• [Work to be completed]: Reproduce verbatim the lines of the data below, from the line containing "sky, I would be grateful." through the line containing "[[[100,0],[0,0],[0,60],[100,59]]]", both included.

• [Supplied information]:
################

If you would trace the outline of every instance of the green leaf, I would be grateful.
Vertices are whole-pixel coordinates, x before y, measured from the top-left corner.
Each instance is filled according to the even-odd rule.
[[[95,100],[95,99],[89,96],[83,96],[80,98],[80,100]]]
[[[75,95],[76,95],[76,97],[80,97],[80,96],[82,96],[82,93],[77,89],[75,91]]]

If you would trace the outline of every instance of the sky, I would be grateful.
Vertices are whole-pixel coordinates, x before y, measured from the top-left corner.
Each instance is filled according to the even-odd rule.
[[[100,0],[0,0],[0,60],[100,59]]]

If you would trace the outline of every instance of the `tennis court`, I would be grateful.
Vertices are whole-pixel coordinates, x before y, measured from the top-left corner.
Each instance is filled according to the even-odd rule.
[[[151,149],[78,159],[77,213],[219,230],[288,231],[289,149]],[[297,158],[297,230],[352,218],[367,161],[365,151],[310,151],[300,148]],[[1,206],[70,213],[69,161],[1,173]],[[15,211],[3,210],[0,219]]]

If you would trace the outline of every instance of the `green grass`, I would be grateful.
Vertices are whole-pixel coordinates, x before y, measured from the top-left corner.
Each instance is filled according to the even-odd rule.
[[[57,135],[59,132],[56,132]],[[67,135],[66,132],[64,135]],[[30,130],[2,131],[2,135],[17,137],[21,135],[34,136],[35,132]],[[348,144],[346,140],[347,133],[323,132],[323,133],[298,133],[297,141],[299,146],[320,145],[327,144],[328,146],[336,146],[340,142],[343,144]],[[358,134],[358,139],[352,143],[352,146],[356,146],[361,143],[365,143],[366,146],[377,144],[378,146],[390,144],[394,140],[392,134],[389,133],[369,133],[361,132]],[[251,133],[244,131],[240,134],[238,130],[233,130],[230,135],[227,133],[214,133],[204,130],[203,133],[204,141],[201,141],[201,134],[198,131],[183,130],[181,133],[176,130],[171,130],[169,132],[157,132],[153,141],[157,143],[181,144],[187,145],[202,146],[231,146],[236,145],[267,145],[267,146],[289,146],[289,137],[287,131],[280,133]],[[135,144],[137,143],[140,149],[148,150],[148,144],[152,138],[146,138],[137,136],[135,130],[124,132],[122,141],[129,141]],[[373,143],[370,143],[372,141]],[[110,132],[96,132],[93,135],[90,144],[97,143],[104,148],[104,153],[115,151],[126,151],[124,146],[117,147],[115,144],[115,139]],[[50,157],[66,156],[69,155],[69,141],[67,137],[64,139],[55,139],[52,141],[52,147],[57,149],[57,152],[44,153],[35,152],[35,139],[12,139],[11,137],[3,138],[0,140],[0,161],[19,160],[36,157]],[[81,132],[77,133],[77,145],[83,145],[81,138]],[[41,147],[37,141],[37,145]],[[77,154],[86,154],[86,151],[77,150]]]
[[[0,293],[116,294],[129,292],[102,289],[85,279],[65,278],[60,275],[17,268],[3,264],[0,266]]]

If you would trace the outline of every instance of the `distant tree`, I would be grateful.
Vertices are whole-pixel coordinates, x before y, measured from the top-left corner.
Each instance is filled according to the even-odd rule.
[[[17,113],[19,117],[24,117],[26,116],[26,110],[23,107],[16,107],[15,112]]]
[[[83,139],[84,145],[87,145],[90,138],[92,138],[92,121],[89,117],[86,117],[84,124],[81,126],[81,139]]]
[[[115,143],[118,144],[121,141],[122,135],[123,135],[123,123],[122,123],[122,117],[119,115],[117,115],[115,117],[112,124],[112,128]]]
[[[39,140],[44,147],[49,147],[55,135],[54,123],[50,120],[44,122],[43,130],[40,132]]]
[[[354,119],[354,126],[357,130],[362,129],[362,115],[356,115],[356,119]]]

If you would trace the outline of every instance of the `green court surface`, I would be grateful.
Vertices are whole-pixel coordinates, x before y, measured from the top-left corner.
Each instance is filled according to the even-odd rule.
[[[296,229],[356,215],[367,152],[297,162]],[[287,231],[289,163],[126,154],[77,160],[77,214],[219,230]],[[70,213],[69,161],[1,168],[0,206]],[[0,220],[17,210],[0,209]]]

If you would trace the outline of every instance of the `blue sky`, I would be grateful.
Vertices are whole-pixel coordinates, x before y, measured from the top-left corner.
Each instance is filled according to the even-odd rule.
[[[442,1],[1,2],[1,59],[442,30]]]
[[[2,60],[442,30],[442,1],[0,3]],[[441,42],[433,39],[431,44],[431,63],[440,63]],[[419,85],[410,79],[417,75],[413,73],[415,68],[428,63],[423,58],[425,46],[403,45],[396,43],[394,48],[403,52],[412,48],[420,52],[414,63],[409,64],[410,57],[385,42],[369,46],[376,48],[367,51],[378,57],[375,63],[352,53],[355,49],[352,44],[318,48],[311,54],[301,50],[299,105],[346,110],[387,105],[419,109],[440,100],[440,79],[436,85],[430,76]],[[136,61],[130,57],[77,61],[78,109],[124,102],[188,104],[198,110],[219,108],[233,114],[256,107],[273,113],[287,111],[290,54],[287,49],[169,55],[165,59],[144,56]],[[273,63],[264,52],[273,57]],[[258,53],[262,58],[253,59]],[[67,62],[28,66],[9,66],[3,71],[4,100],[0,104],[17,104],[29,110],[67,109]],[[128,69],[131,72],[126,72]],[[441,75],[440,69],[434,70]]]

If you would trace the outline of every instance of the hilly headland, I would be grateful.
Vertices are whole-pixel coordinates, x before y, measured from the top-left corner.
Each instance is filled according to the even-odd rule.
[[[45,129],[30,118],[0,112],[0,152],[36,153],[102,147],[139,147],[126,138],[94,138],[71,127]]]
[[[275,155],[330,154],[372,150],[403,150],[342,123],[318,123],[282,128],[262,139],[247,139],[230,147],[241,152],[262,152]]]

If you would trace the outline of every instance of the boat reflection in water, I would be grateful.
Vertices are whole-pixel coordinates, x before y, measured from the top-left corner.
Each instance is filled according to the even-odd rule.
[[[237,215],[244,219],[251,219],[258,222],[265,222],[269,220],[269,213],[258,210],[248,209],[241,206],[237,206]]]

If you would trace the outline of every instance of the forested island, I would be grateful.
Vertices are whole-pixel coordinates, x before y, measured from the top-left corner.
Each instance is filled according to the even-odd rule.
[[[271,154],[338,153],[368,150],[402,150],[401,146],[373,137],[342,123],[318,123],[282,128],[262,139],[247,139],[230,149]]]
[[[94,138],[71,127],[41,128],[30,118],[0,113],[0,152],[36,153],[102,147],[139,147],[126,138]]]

################

• [Result]:
If you would trace the outline of every instance of the sky, I would be grateful.
Vertices are whole-pixel coordinates, x before y, measured from the top-left corner.
Each instance is filled according to the even-odd rule.
[[[100,0],[0,0],[0,60],[100,59]]]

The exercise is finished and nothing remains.